[INSTRUÇÕES DO EXERCÍCIO]
A - Transcreva fielmente o trecho do texto sobre o novo ministro da Saúde que vai de "No dia 17.04.20, em" a "janeiro de 2019[2].".
B - Responda às perguntas a seguir com base no texto sobre o novo ministro da Saúde:
(i) Em que data ocorreu a posse do novo ministro?
(ii) Por qual instituição o novo ministro é especialista em oncologia?
(iii) Em que ano foi criada a Universidade de York?

O doutorado que o novo ministro da Saúde precisa explicar, por Lauro Mattei

Nelson Teich e Jair Bolsonaro. Foto: Marcos Corrêa/PR

Por Lauro Mattei.

No dia 16.04.20, o ignóbil Presidente da República demitiu Luiz Henrique Mandetta do cargo de Ministro da Saúde, anunciando na sequência o nome do senhor Nelson Teich como seu sucessor. Tal ato foi justificado porque, segundo o presidente, nas últimas semanas tinha ocorrido um distanciamento dele com o agora ex-ministro devido ao fato que suas ações de enfrentamento da pandemia do novo coronavírus não trataram de forma adequada a questão econômica, particularmente do emprego[1].

No dia 17.04.20, em uma cerimônia pomposa no Palácio do Planalto, ocorreu a posse do novo ministro. Imediatamente grande parte dos meios de comunicação – servil como sempre – passou a divulgar o perfil e as virtudes do senhor Nelson Teich. Depois de expor sua formação profissional (médico formado pela UERJ e especialista em oncologia pelo Instituto Nacional do Câncer – INCA), revelou-se a trajetória de um empresário da área de saúde e, mais recentemente, de um consultor de serviços médicos que na campanha eleitoral de 2018 atuou como assessor da equipe de saúde do então candidato Jair Bolsonaro, chegando a ser cotado para o cargo de ministro no período de montagem do governo que iniciou em janeiro de 2019[2].

Além disso, foram enaltecidas outras características da trajetória profissional do novo ministro, com destaque para: presidente do grupo privado Clínicas Oncológicas Integradas (COI) até 2018; sócio do MDI Instituto de Educação e Pesquisa, empresa privada que foi fechada em fevereiro de 2019 segundo a Receita Federal; fundador e presidente do Medinsight – Decisões em Saúde, empresa privada de consultoria em economia da saúde; consultor em economia da saúde no Hospital Israelita Albert Einstein de São Paulo, etc. Por tudo isso, anunciou-se que o novo ministro é um grande consultor, um ótimo empreendedor e um excelente gestor de saúde, mas que no momento “está se dedicando a causas públicas”[3].

Por fim, destacou-se que o senhor Nelson Teich é doutor em Ciência da Saúde, na área de Economia da Saúde, pela Universidade de York, Reino Unido, criada em 1963[4].

[DADOS A SEGUIR]
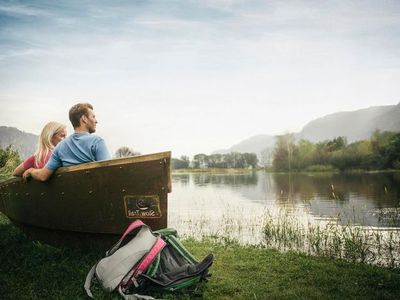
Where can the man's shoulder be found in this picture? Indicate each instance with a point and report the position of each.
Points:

[RESULTADOS]
A -
No dia 17.04.20, em uma cerimônia pomposa no Palácio do Planalto, ocorreu a posse do novo ministro. Imediatamente grande parte dos meios de comunicação – servil como sempre – passou a divulgar o perfil e as virtudes do senhor Nelson Teich. Depois de expor sua formação profissional (médico formado pela UERJ e especialista em oncologia pelo Instituto Nacional do Câncer – INCA), revelou-se a trajetória de um empresário da área de saúde e, mais recentemente, de um consultor de serviços médicos que na campanha eleitoral de 2018 atuou como assessor da equipe de saúde do então candidato Jair Bolsonaro, chegando a ser cotado para o cargo de ministro no período de montagem do governo que iniciou em janeiro de 2019[2].

B -
(i) Em 17.04.20.
(ii) Pelo Instituto Nacional do Câncer (INCA).
(iii) Em 1963.